──────── Source passage

The collections' first objects came from Charles Daniel de Meuron's cabinet of natural history donated to the city in 1795. The cabinet included two hundred ethnographic pieces, originating in Oceania, Asia and Africa (by order of abundance). During the early 19th century, the collections were a mix of objects that would later form the basis for the museums of Natural History, Arts and History and Ethnography. Throughout the century, the ethnographic collections grew in size and were moved around multiple times, often lacking sufficient space according to their curators.

===The museum on Saint-Nicolas's hill===
In 1902,James-Ferdinand de Pury bequeathed his villa on Saint-Nicolas's hill to the city of Neuchâtel, under condition that it be turned into an ethnographic museum. The villa was renovated by Léo Châtelain who had also been the villa's architect. Finally, the ethnographic museum was inaugurated on July 14, 1904.

────────────────
──────── Data listing

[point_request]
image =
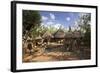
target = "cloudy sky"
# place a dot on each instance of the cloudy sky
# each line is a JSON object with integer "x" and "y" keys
{"x": 59, "y": 19}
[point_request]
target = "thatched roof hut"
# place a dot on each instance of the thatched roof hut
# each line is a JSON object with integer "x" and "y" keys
{"x": 75, "y": 34}
{"x": 69, "y": 35}
{"x": 59, "y": 34}
{"x": 47, "y": 34}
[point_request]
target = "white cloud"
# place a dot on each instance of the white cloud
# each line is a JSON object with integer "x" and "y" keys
{"x": 50, "y": 23}
{"x": 57, "y": 26}
{"x": 68, "y": 18}
{"x": 52, "y": 16}
{"x": 44, "y": 18}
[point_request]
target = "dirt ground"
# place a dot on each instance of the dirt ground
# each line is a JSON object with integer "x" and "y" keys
{"x": 52, "y": 56}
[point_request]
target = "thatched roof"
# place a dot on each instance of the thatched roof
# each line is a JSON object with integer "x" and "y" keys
{"x": 37, "y": 38}
{"x": 47, "y": 34}
{"x": 69, "y": 35}
{"x": 75, "y": 34}
{"x": 59, "y": 34}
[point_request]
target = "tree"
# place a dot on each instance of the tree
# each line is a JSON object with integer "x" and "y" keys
{"x": 31, "y": 20}
{"x": 84, "y": 24}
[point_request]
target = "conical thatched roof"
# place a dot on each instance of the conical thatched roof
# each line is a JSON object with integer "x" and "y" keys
{"x": 39, "y": 37}
{"x": 75, "y": 34}
{"x": 69, "y": 35}
{"x": 59, "y": 34}
{"x": 47, "y": 34}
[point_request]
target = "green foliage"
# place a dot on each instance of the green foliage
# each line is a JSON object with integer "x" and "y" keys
{"x": 85, "y": 26}
{"x": 31, "y": 19}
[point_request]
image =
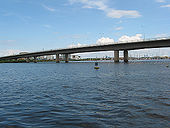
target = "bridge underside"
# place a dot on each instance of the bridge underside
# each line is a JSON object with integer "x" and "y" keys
{"x": 111, "y": 47}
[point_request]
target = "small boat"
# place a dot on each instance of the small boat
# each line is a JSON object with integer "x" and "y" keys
{"x": 96, "y": 65}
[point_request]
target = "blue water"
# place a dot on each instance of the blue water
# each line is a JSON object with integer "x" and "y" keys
{"x": 74, "y": 95}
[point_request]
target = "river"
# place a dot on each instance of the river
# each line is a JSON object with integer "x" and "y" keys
{"x": 74, "y": 95}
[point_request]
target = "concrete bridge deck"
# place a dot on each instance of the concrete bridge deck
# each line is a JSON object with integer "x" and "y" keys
{"x": 110, "y": 47}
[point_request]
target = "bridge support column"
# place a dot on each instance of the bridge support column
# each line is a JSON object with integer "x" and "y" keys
{"x": 116, "y": 56}
{"x": 126, "y": 56}
{"x": 27, "y": 60}
{"x": 57, "y": 58}
{"x": 66, "y": 58}
{"x": 35, "y": 59}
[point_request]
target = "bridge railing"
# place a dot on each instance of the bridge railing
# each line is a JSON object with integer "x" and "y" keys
{"x": 100, "y": 44}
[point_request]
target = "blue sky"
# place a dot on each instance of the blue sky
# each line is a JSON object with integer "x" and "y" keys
{"x": 34, "y": 25}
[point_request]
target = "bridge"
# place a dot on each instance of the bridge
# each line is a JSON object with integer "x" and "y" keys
{"x": 126, "y": 46}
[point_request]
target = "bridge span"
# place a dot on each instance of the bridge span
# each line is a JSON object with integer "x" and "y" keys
{"x": 159, "y": 43}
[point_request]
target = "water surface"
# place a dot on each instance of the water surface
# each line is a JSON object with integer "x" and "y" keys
{"x": 49, "y": 95}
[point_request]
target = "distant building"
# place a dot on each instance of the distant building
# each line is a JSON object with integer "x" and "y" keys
{"x": 21, "y": 53}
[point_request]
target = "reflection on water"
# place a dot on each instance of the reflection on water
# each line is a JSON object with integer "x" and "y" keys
{"x": 76, "y": 95}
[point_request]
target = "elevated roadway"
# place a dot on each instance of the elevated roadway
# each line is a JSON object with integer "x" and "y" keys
{"x": 158, "y": 43}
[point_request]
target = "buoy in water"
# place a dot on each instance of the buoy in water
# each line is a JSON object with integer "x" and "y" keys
{"x": 96, "y": 66}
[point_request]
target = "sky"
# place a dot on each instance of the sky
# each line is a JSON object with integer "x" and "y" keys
{"x": 36, "y": 25}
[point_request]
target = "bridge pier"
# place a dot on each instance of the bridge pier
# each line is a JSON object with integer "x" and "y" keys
{"x": 66, "y": 58}
{"x": 35, "y": 59}
{"x": 116, "y": 56}
{"x": 57, "y": 58}
{"x": 126, "y": 56}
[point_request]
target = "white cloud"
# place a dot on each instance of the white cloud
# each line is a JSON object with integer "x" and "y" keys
{"x": 161, "y": 35}
{"x": 7, "y": 42}
{"x": 125, "y": 38}
{"x": 76, "y": 45}
{"x": 47, "y": 26}
{"x": 110, "y": 12}
{"x": 9, "y": 52}
{"x": 103, "y": 41}
{"x": 119, "y": 28}
{"x": 48, "y": 8}
{"x": 122, "y": 13}
{"x": 166, "y": 6}
{"x": 160, "y": 1}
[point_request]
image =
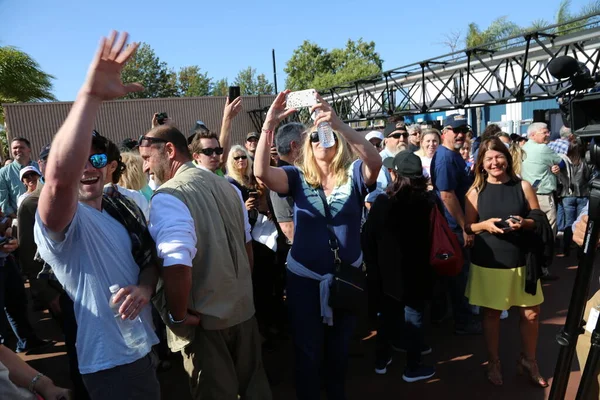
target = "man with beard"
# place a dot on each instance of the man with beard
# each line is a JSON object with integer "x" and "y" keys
{"x": 451, "y": 180}
{"x": 11, "y": 186}
{"x": 89, "y": 249}
{"x": 396, "y": 139}
{"x": 206, "y": 299}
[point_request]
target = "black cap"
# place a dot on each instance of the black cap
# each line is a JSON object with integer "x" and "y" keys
{"x": 252, "y": 135}
{"x": 455, "y": 121}
{"x": 128, "y": 144}
{"x": 393, "y": 127}
{"x": 44, "y": 152}
{"x": 405, "y": 163}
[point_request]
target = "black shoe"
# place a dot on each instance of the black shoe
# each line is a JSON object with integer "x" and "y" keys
{"x": 425, "y": 349}
{"x": 35, "y": 344}
{"x": 381, "y": 365}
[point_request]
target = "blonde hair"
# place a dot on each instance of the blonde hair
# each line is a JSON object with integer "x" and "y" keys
{"x": 341, "y": 162}
{"x": 133, "y": 177}
{"x": 244, "y": 178}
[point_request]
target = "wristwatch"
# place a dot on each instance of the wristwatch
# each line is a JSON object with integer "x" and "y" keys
{"x": 175, "y": 322}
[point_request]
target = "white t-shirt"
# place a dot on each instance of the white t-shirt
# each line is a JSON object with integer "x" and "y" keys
{"x": 95, "y": 254}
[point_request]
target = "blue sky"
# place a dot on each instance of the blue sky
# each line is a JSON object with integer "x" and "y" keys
{"x": 223, "y": 37}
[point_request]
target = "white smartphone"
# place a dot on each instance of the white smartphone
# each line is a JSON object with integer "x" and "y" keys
{"x": 301, "y": 98}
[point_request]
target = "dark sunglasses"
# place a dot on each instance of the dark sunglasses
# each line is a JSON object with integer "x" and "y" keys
{"x": 212, "y": 150}
{"x": 98, "y": 160}
{"x": 147, "y": 141}
{"x": 314, "y": 137}
{"x": 398, "y": 135}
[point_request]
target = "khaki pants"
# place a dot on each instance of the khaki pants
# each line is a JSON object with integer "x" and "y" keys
{"x": 548, "y": 206}
{"x": 223, "y": 364}
{"x": 584, "y": 344}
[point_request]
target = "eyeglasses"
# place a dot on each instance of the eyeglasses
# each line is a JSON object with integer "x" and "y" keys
{"x": 98, "y": 160}
{"x": 457, "y": 130}
{"x": 147, "y": 141}
{"x": 212, "y": 150}
{"x": 314, "y": 137}
{"x": 397, "y": 135}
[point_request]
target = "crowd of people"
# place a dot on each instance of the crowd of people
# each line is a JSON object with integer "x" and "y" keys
{"x": 220, "y": 249}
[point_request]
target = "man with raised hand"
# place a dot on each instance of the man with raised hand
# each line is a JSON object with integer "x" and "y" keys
{"x": 89, "y": 250}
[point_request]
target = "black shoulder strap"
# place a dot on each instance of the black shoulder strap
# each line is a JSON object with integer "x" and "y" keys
{"x": 333, "y": 242}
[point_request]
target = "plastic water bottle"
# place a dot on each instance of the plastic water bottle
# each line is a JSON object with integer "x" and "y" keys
{"x": 132, "y": 330}
{"x": 325, "y": 134}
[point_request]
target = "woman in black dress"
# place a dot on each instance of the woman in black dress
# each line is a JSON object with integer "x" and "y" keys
{"x": 496, "y": 209}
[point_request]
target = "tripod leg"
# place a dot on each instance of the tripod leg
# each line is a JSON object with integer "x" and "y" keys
{"x": 567, "y": 337}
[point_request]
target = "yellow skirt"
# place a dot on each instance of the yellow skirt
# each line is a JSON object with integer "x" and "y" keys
{"x": 500, "y": 289}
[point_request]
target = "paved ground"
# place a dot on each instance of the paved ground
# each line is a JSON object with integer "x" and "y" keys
{"x": 458, "y": 359}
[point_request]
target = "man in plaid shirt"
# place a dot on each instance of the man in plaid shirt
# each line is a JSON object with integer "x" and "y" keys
{"x": 561, "y": 146}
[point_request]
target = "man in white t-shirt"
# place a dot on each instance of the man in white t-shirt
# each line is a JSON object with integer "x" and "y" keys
{"x": 88, "y": 249}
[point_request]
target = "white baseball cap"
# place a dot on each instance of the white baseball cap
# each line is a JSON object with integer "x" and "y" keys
{"x": 29, "y": 168}
{"x": 374, "y": 135}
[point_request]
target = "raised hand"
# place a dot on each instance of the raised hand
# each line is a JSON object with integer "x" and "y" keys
{"x": 277, "y": 112}
{"x": 103, "y": 80}
{"x": 232, "y": 108}
{"x": 325, "y": 113}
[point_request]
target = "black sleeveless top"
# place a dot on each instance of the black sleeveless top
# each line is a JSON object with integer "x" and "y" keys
{"x": 505, "y": 250}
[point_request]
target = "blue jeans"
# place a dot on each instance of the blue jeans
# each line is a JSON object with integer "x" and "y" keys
{"x": 315, "y": 341}
{"x": 573, "y": 207}
{"x": 457, "y": 286}
{"x": 13, "y": 300}
{"x": 560, "y": 217}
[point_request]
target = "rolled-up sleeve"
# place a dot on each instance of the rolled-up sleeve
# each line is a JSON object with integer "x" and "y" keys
{"x": 172, "y": 228}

────────────────

Exercises —
A. In the passage on the ethnographic museum's history, on what date was the museum inaugurated?
B. Retype the passage on the ethnographic museum's history from "The collections' first" up to and including "to their curators.".
C. Continue the passage on the ethnographic museum's history from where it stops.

Answers to the problems —
A. July 14, 1904

B.
The collections' first objects came from Charles Daniel de Meuron's cabinet of natural history donated to the city in 1795. The cabinet included two hundred ethnographic pieces, originating in Oceania, Asia and Africa (by order of abundance). During the early 19th century, the collections were a mix of objects that would later form the basis for the museums of Natural History, Arts and History and Ethnography. Throughout the century, the ethnographic collections grew in size and were moved around multiple times, often lacking sufficient space according to their curators.

C.
Since 1904 the collections kept growing thanks, on the one hand, to the donations of numerous travelers, merchants, scholars, and missionaries from Neuchâtel, and on the other hand due to the acquisitions of targeted objects, in Neuchâtel, abroad, and during scientific expeditions. The museum also exhibits diplomatic gifts received by Switzerland. For example, a group of dolls wearing traditional costumes of multiple people from the Soviet Union.

The museum has gathered a significant collection of contemporary objects, mass made by industrial means. These objects are part of the museum's reflection on itself and what brings an object to be considered worthy of being in a museum.

=== Buildings ===
Over the years two buildings were added to the Villa de Pury and completed the museum. First, the Black Box, built in 1954–1955 during the tenure of Jean Gabus. It hosts temporary exhibitions. Its facade is decorated with a massive 166.5 m^{2} fresco, Les Conquêtes de l'homme, painted by Hans Erni. The fresco was completely restored in 1986. Also in 1986, a building for the Ethnology Institute of the University of Neuchâtel was built and links the Villa de Pury to the Black Box. The institute includes a library shared between the museum and the university. In 2004, the museum celebrated its centenary with numerous events.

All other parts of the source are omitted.